(Records for this exercise begins)

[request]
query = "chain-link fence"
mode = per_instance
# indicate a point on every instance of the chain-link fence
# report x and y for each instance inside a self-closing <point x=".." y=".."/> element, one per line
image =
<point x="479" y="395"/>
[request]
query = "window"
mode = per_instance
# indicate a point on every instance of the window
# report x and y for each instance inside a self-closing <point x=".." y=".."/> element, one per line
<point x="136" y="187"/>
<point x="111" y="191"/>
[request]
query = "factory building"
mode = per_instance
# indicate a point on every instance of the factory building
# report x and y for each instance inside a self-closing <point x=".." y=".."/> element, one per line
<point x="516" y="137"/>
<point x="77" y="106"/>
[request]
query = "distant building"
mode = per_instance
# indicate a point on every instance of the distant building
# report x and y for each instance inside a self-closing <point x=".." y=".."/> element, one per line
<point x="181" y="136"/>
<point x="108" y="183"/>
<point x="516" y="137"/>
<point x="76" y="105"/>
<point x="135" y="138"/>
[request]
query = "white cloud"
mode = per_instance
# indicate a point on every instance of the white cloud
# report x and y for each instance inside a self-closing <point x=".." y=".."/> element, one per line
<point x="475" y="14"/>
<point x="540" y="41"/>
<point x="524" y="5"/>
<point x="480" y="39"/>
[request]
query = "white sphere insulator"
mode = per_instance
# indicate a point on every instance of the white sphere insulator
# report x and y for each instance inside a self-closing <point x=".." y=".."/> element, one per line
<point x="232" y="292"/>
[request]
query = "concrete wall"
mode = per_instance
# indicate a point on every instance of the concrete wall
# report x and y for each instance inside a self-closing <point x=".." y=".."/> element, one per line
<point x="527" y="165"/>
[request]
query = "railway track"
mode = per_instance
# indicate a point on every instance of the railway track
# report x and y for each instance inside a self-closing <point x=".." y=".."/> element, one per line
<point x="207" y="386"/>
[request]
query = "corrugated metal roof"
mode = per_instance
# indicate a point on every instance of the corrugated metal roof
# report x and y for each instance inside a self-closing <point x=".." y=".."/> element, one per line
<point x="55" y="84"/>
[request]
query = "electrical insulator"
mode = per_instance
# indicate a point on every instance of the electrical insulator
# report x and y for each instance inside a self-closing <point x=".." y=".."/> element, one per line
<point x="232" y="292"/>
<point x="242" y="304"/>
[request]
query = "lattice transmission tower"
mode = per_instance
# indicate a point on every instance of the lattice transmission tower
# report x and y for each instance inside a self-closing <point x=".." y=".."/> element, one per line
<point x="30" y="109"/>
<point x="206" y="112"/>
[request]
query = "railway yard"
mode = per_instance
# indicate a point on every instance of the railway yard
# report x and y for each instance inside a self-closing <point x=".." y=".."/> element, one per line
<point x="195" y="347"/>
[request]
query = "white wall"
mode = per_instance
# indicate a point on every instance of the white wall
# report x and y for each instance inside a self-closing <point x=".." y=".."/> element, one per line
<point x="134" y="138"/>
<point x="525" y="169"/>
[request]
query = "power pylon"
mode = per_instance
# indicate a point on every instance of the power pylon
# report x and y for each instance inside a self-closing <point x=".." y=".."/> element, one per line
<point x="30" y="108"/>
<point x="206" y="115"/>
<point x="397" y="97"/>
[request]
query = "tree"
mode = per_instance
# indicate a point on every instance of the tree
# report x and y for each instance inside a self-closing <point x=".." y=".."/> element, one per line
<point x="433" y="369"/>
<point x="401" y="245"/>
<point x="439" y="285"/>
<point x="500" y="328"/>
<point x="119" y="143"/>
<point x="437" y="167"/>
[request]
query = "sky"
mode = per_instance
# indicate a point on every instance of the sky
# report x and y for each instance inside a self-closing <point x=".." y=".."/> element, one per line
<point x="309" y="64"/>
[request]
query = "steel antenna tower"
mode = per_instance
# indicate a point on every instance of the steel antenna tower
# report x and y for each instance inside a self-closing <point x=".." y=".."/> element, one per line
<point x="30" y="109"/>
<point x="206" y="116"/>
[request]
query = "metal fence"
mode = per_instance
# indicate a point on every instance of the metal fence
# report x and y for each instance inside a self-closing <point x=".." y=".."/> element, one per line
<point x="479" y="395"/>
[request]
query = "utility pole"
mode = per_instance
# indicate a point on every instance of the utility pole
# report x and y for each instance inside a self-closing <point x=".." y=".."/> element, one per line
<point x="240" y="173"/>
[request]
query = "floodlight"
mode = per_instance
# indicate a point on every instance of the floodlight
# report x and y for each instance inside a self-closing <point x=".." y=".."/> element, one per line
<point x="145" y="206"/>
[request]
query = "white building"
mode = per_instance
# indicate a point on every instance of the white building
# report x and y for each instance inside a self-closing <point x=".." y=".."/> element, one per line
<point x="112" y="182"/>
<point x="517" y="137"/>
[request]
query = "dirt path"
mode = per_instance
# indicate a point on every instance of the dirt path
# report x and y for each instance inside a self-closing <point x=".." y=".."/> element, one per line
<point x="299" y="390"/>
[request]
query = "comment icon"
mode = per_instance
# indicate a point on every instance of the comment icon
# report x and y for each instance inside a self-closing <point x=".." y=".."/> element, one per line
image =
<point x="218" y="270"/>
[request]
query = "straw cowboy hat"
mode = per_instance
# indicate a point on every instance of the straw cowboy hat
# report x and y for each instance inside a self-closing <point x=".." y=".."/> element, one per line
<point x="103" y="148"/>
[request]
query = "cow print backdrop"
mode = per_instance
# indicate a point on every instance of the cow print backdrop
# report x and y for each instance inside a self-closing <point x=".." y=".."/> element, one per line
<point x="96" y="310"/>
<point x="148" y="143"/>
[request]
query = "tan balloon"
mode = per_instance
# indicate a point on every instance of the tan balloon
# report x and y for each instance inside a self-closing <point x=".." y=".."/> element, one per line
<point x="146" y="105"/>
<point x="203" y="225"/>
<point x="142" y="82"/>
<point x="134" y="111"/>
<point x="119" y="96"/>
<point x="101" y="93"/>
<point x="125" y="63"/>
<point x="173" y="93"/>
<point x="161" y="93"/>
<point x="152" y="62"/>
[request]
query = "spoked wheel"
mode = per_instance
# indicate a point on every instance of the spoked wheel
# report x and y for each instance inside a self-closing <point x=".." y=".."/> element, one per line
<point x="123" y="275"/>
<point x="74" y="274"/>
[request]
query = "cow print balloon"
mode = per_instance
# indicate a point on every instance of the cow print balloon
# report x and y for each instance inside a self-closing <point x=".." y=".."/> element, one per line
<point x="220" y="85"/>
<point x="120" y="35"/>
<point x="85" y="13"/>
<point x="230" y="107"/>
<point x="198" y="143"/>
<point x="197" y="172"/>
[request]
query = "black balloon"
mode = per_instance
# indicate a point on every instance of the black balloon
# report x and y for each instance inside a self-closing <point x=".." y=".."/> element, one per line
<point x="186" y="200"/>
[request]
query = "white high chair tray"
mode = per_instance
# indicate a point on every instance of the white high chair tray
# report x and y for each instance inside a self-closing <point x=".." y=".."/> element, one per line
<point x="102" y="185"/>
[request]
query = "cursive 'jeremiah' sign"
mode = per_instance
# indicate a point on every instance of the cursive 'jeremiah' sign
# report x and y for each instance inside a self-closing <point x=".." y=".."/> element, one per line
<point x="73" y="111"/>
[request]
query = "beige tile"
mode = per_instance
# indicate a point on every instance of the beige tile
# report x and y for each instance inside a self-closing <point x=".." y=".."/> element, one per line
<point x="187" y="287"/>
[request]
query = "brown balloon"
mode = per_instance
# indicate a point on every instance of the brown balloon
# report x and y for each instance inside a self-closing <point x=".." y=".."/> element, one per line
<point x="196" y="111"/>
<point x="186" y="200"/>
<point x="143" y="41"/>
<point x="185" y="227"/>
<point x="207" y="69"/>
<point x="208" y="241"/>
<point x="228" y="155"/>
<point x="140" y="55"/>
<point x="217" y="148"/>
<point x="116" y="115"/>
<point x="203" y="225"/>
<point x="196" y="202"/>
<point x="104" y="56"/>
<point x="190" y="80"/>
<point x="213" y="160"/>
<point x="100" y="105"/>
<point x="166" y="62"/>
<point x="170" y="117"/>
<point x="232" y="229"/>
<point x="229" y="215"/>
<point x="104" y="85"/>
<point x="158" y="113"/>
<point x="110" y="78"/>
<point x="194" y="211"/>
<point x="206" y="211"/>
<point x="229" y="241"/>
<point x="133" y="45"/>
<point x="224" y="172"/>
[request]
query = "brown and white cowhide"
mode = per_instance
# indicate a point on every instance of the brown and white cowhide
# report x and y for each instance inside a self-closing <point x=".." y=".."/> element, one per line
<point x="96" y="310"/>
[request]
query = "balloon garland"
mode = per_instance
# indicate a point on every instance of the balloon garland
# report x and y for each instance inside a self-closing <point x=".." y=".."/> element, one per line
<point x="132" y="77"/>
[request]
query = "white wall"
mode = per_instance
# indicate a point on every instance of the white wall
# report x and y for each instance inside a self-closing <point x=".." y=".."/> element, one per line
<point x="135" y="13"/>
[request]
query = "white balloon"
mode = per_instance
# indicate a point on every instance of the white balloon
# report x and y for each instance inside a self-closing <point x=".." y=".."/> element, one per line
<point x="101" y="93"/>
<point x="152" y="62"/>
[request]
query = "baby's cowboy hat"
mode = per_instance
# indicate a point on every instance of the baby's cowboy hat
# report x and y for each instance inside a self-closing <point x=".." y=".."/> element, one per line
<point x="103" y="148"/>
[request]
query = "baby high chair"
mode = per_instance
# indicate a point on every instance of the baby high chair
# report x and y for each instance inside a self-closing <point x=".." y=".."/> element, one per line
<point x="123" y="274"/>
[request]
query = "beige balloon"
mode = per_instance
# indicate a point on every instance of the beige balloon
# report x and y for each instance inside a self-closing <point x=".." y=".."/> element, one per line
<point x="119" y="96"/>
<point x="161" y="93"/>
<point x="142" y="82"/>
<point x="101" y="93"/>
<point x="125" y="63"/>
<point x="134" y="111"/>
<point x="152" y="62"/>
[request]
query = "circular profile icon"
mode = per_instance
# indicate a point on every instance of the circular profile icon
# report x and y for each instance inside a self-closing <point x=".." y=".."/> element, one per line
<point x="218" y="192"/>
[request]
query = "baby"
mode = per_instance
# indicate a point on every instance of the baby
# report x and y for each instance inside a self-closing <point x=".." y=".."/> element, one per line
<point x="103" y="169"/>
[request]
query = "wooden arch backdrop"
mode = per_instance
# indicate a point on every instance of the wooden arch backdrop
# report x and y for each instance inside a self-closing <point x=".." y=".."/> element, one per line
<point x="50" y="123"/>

(Records for this exercise ends)
(Records for this exercise begins)

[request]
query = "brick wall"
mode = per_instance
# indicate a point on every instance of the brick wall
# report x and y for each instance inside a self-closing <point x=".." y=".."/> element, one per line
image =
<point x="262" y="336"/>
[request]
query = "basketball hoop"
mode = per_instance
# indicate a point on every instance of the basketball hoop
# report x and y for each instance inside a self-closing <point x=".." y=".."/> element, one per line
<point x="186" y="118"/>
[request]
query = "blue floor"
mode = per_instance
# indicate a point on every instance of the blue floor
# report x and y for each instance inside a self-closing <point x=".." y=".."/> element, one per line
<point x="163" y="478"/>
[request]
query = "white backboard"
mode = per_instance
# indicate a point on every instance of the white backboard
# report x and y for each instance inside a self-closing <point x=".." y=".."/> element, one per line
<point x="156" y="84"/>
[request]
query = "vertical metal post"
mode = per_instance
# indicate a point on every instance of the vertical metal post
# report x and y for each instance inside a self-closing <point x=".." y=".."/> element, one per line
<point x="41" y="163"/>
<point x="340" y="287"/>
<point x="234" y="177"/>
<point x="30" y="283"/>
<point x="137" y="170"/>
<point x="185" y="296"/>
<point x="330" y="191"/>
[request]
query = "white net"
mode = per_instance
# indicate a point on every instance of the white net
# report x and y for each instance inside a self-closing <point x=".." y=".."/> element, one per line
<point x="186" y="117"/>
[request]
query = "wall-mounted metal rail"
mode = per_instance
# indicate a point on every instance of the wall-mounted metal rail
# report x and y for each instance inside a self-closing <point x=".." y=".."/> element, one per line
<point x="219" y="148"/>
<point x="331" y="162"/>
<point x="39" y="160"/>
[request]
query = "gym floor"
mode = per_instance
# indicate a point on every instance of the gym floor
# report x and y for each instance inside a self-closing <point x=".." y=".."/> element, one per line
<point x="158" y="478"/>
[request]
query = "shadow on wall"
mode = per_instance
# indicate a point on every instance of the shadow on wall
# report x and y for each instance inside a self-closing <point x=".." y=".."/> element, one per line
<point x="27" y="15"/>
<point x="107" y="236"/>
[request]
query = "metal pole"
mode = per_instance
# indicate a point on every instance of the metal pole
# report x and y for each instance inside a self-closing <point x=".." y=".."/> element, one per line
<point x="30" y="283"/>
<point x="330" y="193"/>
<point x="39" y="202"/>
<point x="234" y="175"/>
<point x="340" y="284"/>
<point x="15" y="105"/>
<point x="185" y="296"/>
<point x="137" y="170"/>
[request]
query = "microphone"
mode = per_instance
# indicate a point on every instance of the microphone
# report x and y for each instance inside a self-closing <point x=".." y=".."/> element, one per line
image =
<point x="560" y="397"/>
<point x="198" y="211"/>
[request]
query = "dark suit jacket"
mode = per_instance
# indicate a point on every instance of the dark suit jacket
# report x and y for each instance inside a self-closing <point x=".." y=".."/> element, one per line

(Records for this exercise ends)
(Records for this exercise begins)

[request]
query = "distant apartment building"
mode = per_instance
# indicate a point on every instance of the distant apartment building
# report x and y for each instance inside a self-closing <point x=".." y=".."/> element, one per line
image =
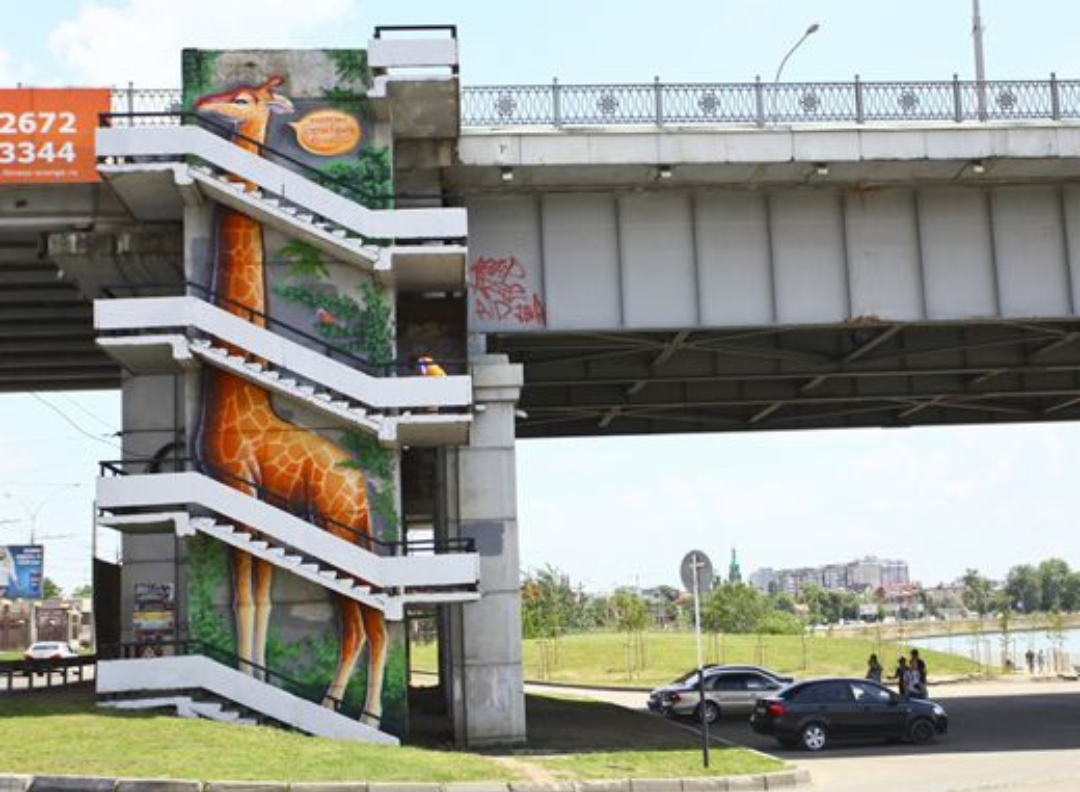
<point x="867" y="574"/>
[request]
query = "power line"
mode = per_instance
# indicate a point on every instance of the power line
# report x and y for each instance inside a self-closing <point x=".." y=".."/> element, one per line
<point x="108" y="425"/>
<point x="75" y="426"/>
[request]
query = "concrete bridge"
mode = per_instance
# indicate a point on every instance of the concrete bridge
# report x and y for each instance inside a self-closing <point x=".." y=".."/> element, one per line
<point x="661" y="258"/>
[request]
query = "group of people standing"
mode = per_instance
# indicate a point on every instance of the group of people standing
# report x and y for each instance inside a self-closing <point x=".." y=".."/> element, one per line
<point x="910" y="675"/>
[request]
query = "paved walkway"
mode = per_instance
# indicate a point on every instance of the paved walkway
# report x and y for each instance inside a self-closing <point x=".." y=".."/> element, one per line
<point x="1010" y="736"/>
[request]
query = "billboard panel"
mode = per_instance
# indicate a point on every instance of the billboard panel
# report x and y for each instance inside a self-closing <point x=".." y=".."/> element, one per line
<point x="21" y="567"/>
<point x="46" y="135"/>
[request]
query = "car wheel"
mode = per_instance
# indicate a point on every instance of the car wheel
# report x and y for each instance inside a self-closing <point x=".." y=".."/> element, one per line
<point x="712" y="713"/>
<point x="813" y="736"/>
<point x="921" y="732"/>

(Records for this exercise ends)

» Problem: Return every line from the records above that holds the word "fence".

» Result:
query = "chain-link fence"
# indicate a point on every instance of the chain-link fence
query = "metal fence"
# indicate a point on every instance of the metal fence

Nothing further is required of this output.